Work to do -> Render the listing below as a two-column CSV with the headers "query" and "response", one row per entry, covering only the part from the line with "spot the sky?" to the line with "[565,809,702,887]", both included. Put each entry's text and its answer in a single quoted field, with line breaks replaced by spaces.

Records supplied ->
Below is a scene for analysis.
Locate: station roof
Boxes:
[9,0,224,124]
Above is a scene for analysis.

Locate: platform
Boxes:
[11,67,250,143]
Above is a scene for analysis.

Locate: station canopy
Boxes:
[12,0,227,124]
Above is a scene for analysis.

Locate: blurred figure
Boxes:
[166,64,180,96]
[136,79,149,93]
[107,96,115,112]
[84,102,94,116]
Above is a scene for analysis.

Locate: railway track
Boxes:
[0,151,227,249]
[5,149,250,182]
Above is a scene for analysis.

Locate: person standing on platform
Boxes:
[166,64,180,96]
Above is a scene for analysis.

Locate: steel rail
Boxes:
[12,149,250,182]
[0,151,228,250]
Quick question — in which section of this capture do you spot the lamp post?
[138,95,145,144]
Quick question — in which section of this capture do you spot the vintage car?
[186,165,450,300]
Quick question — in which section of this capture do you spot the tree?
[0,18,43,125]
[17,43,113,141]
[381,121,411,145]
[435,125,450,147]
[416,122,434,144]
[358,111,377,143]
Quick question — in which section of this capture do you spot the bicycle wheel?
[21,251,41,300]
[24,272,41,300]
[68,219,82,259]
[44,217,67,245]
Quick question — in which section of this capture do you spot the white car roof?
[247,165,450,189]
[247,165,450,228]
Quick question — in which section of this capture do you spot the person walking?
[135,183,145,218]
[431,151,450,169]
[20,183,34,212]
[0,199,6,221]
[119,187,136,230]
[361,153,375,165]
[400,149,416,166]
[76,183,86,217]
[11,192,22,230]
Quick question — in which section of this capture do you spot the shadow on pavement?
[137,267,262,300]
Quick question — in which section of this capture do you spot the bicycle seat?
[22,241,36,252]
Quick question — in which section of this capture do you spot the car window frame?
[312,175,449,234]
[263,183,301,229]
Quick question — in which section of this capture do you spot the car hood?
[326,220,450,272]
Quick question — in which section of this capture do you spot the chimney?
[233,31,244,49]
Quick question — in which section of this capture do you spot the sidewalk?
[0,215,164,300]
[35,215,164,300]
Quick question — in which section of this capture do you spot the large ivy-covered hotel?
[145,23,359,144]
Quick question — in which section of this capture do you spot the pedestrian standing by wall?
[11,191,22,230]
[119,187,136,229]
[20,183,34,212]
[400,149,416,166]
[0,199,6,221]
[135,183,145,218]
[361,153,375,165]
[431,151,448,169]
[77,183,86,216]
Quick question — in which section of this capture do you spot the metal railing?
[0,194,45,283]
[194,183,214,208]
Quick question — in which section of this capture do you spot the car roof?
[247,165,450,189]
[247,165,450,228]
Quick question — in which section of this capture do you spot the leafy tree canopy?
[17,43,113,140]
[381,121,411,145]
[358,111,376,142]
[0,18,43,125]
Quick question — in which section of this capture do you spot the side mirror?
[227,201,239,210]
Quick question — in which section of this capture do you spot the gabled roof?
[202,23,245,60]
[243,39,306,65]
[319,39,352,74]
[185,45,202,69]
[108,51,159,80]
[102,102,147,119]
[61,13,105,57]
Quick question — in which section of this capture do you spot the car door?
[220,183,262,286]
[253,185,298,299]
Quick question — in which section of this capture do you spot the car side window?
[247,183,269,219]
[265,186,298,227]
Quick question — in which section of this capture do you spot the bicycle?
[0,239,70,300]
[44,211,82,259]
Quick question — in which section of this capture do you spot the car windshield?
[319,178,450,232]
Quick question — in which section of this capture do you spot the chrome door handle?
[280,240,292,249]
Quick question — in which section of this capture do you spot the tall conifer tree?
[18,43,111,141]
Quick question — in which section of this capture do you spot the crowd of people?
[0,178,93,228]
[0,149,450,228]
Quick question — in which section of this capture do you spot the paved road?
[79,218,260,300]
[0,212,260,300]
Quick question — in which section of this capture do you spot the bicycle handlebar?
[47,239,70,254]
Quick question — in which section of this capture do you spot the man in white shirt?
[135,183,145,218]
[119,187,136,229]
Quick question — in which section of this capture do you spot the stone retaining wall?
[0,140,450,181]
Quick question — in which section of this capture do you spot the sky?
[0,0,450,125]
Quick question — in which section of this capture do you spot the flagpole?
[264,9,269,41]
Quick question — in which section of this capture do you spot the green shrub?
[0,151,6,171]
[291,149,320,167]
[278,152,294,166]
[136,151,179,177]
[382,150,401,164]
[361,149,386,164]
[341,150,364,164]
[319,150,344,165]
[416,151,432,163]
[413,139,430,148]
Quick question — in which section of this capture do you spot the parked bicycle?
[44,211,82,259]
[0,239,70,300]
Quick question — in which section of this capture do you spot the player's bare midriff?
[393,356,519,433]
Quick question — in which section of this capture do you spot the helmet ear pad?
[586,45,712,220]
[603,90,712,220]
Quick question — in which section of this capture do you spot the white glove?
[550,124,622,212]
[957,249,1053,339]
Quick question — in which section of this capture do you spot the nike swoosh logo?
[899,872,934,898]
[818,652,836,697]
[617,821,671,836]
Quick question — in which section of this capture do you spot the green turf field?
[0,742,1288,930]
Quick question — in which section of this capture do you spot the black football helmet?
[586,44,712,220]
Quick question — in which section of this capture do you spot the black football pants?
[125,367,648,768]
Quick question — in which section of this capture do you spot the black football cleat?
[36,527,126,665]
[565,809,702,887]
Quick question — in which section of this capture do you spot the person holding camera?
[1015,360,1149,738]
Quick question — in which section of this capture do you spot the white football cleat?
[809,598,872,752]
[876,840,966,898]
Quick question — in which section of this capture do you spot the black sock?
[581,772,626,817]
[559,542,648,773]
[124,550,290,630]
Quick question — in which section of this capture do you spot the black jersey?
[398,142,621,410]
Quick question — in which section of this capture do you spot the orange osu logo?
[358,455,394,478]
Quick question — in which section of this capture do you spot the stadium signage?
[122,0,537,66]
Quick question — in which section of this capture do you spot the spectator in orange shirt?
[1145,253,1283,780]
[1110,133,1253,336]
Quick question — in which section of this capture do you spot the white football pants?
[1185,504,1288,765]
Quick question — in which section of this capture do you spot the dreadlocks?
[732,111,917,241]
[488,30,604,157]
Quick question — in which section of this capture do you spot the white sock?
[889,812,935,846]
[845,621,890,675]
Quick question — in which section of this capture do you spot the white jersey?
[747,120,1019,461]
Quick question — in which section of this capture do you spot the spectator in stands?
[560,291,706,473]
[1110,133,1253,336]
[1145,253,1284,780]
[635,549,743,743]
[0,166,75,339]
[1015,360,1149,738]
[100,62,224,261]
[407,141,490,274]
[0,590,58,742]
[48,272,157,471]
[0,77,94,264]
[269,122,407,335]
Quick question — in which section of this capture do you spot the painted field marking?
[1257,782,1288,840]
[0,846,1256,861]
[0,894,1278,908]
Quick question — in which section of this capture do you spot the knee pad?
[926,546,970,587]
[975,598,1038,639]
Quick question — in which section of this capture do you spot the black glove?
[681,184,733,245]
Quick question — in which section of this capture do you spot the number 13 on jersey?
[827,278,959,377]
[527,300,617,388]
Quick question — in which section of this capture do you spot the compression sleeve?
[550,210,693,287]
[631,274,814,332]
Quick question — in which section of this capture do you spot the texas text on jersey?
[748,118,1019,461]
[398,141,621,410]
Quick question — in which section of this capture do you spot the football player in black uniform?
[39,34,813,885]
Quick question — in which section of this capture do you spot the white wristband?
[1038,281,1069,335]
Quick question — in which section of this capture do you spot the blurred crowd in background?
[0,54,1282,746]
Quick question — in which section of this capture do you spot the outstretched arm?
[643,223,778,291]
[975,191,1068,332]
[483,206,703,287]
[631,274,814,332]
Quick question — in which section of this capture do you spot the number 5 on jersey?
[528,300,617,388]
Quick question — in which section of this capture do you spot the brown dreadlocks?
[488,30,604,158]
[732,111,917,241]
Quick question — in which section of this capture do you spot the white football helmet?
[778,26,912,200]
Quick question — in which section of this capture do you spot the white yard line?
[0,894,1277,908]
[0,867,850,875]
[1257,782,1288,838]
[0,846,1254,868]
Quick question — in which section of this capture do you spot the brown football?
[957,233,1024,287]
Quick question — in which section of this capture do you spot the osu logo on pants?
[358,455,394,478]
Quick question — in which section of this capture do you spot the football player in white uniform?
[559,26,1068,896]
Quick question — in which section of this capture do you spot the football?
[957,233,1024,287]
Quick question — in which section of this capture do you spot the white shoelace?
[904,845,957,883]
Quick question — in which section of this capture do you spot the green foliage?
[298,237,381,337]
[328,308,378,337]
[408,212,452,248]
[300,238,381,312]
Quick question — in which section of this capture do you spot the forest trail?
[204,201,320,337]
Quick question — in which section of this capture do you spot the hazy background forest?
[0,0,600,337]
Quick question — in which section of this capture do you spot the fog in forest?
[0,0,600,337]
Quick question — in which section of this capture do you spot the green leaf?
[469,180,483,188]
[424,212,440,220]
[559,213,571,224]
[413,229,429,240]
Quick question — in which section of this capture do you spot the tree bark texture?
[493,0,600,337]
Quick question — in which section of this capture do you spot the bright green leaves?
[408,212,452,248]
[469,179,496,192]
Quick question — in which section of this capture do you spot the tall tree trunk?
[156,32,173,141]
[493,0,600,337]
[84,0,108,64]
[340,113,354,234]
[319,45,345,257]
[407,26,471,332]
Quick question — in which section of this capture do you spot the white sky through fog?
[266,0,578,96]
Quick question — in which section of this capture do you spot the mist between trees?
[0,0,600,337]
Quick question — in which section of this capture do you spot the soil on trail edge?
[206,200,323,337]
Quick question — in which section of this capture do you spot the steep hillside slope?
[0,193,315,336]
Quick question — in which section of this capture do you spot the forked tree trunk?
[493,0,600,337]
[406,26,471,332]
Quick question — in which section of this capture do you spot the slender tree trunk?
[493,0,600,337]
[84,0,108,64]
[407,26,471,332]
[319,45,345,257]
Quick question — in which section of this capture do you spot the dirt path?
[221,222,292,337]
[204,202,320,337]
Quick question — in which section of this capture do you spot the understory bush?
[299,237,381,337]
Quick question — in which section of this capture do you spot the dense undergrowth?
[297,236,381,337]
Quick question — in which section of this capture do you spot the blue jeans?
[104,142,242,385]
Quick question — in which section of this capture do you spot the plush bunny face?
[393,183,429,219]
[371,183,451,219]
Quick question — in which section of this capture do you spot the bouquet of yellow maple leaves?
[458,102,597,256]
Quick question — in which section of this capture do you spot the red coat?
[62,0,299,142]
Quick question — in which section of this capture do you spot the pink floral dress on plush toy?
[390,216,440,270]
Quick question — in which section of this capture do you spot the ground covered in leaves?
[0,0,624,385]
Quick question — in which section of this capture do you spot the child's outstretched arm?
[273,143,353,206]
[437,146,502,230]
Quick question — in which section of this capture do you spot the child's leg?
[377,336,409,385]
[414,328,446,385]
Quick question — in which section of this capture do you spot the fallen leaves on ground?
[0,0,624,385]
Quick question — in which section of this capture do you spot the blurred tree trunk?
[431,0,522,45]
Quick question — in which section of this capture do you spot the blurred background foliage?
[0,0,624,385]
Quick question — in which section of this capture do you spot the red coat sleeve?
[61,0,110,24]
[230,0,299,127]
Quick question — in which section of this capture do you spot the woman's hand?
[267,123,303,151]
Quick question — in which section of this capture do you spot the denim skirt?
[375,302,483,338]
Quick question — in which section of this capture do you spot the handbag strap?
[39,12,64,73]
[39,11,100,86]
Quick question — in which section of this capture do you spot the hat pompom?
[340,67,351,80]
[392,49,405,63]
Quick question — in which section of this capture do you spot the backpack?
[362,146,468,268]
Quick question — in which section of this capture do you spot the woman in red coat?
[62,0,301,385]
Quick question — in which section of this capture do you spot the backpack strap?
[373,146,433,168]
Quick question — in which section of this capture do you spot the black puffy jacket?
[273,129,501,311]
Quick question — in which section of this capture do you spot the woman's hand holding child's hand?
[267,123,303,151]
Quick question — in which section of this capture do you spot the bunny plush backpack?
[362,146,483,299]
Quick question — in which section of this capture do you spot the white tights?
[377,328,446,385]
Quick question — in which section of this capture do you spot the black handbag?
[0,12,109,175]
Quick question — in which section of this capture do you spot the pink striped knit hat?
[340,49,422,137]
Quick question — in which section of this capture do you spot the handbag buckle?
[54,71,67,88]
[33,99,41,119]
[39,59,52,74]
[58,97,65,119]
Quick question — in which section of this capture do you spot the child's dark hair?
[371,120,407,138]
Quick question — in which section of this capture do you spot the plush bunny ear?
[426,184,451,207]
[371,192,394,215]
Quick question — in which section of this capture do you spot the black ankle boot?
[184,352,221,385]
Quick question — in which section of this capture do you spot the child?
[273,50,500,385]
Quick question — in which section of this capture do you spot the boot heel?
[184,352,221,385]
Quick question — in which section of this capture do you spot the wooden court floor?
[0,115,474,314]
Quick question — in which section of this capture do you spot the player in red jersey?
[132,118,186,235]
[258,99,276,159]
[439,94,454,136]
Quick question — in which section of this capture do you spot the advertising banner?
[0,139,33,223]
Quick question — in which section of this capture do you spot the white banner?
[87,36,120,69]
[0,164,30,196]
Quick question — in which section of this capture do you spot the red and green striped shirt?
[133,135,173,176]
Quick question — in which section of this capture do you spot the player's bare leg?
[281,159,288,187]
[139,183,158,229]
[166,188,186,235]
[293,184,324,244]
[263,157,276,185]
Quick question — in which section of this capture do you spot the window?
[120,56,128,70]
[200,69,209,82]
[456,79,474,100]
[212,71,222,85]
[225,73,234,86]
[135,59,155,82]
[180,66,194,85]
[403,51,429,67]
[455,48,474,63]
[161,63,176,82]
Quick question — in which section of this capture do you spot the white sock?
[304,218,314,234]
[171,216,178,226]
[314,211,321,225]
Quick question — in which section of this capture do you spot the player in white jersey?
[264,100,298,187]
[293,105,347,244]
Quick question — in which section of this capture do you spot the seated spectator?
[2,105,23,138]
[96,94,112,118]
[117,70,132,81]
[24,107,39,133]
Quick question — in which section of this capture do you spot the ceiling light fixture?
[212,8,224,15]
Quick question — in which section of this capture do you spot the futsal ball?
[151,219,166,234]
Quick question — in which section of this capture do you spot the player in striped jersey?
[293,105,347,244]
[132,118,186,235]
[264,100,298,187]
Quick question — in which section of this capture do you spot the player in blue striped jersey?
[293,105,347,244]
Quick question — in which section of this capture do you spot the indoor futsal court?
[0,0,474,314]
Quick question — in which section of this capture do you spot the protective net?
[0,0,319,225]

Answer to this task ->
query,response
"Quick question — in which section of this capture do you spot the sky?","[0,0,450,125]"
"Quick question — in which section of this capture do you spot the flagpole?","[264,9,269,41]"
"Quick question — in which section of this capture do you spot the green shrub?","[0,151,6,171] [291,149,320,167] [278,152,294,166] [136,151,179,177] [382,150,401,164] [361,149,386,164] [341,150,364,164] [319,150,344,165] [416,151,432,163] [413,139,430,148]"
"Quick question — in which section of this capture do you spot the parked bicycle?","[44,211,82,259] [0,239,70,300]"
"Quick question — in which section of this capture do you spot the player's bare midriff?","[393,356,519,433]"
"Quick question — in which section of this capture do you spot the helmet ear pad?","[586,45,712,220] [603,90,712,220]"
"Quick question — in which section of this capture do you spot the white glove?","[550,124,622,212] [957,249,1053,339]"
"Quick question — in which section of this capture do you spot the nike swoosh logo?","[899,872,934,898] [818,652,836,697] [617,821,671,836]"
"Quick question — in which section of this capture do you spot the green turf field?","[0,742,1288,930]"
"Quick question — in which section of this capture do you spot the black football helmet?","[586,44,712,220]"
"Quick question — in which section of this capture do you spot the black football pants?","[125,367,648,768]"
"Quick question — in which section of this capture do you spot the black football cleat?","[36,527,126,665] [565,809,702,887]"